### [OBJECTIVE]
Arrange each line of the material below as one string in a JSON list, leaving out blank lines and the pictures.

### [MATERIAL FOR THIS TASK]
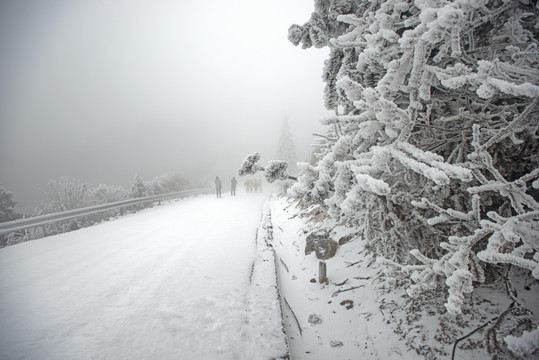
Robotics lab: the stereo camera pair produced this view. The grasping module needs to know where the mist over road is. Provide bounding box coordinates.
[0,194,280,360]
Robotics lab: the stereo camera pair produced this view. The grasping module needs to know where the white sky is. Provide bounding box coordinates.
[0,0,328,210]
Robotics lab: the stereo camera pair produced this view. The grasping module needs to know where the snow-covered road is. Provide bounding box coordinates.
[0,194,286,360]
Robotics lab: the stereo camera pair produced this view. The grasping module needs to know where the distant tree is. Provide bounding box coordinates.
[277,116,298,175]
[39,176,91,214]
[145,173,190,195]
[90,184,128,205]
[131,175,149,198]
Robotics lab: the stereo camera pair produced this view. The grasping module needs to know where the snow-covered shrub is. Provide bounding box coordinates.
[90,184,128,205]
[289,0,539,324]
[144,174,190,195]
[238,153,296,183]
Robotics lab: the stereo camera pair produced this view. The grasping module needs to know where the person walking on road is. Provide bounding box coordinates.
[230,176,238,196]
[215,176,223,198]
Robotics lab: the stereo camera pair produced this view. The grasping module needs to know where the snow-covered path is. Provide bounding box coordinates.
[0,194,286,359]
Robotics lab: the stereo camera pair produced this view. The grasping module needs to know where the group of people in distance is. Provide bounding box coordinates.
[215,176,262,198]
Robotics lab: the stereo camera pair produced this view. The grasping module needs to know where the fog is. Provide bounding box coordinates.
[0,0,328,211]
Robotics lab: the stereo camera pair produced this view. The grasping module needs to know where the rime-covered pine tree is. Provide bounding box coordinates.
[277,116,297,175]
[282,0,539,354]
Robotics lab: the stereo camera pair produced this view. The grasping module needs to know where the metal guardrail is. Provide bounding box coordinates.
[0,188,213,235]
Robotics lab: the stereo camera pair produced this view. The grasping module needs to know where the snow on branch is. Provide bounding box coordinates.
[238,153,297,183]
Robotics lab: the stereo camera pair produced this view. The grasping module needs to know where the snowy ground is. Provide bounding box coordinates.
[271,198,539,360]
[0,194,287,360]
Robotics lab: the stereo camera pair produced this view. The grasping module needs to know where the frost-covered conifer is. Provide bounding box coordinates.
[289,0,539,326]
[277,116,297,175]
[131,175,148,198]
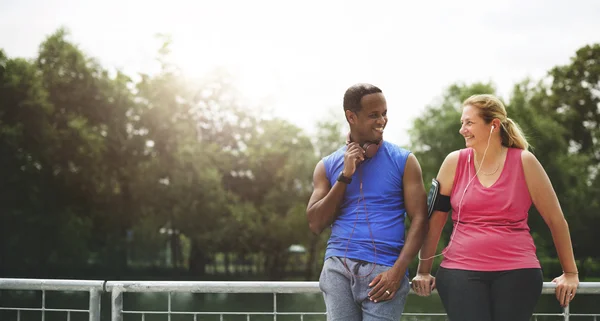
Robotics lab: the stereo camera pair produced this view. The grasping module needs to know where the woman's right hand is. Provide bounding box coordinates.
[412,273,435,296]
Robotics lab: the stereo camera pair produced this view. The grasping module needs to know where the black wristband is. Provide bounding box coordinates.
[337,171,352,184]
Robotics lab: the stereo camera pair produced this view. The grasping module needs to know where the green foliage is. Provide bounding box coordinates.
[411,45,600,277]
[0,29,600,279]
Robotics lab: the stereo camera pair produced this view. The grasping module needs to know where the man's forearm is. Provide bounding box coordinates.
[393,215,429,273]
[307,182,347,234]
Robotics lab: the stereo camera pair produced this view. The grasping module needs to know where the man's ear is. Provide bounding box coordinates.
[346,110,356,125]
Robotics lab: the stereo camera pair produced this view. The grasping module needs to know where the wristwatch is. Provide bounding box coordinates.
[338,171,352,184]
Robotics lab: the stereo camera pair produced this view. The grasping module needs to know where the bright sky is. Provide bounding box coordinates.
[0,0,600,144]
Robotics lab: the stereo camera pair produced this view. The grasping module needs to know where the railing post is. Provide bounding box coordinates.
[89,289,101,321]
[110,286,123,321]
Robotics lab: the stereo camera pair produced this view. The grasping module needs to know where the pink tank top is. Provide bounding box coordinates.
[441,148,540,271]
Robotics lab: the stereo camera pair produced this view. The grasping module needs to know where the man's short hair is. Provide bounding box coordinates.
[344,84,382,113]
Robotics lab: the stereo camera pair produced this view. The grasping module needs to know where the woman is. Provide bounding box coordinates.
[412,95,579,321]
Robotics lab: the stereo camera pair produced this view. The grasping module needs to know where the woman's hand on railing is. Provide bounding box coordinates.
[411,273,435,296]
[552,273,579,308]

### [OUTPUT BELOW]
[
  "Robotics lab: the stereo camera pair produced this view. The grasping module needs to know where the mist over road is. Provide bounding box coordinates.",
  "[0,194,280,360]",
  "Robotics lab: the stereo camera pair produced this view. The grasping module needs to know where the white sky is. Provide bounding box coordinates.",
  "[0,0,328,210]",
  "Robotics lab: the stereo camera pair produced this view. The grasping module needs to know where the snow-covered road is. Provide bounding box coordinates.",
  "[0,194,286,360]",
  "Robotics lab: the stereo camera pair produced this view. The grasping module needs to know where the distant tree is. Provide bounding box coordinates.",
  "[277,116,298,175]",
  "[39,176,91,214]",
  "[145,173,190,195]",
  "[90,184,128,205]",
  "[131,175,149,198]",
  "Robotics lab: the stereo camera pair produced this view. The grasping module needs to know where the snow-covered shrub is. Provide bounding box coordinates.",
  "[90,184,128,205]",
  "[289,0,539,324]",
  "[144,174,190,195]",
  "[238,153,296,183]",
  "Robotics lab: the stereo camera pair produced this view. The grasping module needs to know where the person walking on road is. Provide bounding box coordinates.",
  "[230,176,238,196]",
  "[215,176,223,198]",
  "Robotics lab: the stereo camera pair produced this view. The grasping module needs to know where the snow-covered path is. Provide bounding box coordinates.",
  "[0,194,286,359]",
  "Robotics lab: the stereo camera pair produced this view. The grasping module needs to know where the group of people in distance is. Provide bounding box coordinates.",
  "[215,176,262,198]",
  "Robotics lab: the stereo camera pair produced this view. The grasping module needs to know where the fog is. Provide bounding box coordinates.",
  "[0,0,328,211]",
  "Robotics lab: the stereo camera pair produced this view. The grasping module needs to know where the rime-covered pine tree is. Provide bounding box coordinates.",
  "[277,116,297,175]",
  "[282,0,539,354]",
  "Robotics lab: the stereo camera pair produced this view. The grasping module needs to know where the metal guardrail is. Provide bounding box coordinates.",
  "[0,188,213,235]",
  "Robotics lab: the stereo camera pair produced this view. The grasping module needs to know where the snow on branch is. Provide bounding box coordinates.",
  "[238,153,297,183]",
  "Robotics lab: the stereo camera pair produced this view. The grasping module needs to know where the snowy ground is. Provide bounding box coordinates.",
  "[271,198,539,360]",
  "[0,194,287,360]",
  "Robotics lab: the stereo camera pair produced this view. The grasping module needs to know where the frost-covered conifer is. Provide bounding box coordinates.",
  "[289,0,539,326]",
  "[277,116,297,175]",
  "[131,175,148,198]",
  "Robotics lab: the stereo camera pair produced this view. The grasping module needs to know where the woman's right hand is. Provide bounding box coordinates.",
  "[412,273,435,296]",
  "Robotics lab: the stereo camera pair produced this view. The grasping module needs to know where the black wristband is. Provide bounding box coordinates.",
  "[337,171,352,184]",
  "Robotics lab: the stereo camera pair produced this view. The grasping module needs to know where the green foliage is. Provide bounding box coordinates.",
  "[411,45,600,277]",
  "[0,29,600,279]",
  "Robotics lab: the stereo camera pair produced this view. The grasping module needs to know where the man's forearm is. Provide bounding box coordinates.",
  "[393,215,429,273]",
  "[307,182,347,234]",
  "Robotics lab: the stereo camera pair produced this view. The grasping module needs to know where the man's ear is. Provide bounding box coordinates.",
  "[346,110,356,125]",
  "Robotics lab: the stereo camera pair produced this view. The grasping module needs to know where the wristwatch is. Provide bounding box coordinates.",
  "[338,171,352,184]",
  "Robotics lab: the stereo camera pair produced this view. The grasping module needs to know where the bright sky is. Provide bounding box coordinates.",
  "[0,0,600,144]",
  "Robotics lab: the stereo camera pair produced this view. The grasping module needs to know where the railing post is. Provide bounding box coordinates.",
  "[89,289,101,321]",
  "[110,286,123,321]",
  "Robotics lab: the stereo camera pair produced this view. The grasping module needs to know where the pink tank top is. Provide bounding box coordinates.",
  "[441,148,540,271]",
  "Robotics lab: the stereo camera pair produced this view. The grasping module needs to know where the man's short hair is. Provide bounding box coordinates.",
  "[344,84,382,113]",
  "Robotics lab: the stereo camera pair produced this view. The grasping module needs to know where the woman is. Provide bounding box coordinates.",
  "[412,95,579,321]",
  "Robotics lab: the stereo camera pair produced this view. The grasping module needs to know where the woman's hand on railing is. Provide bounding box coordinates.",
  "[411,273,435,296]",
  "[552,273,579,308]"
]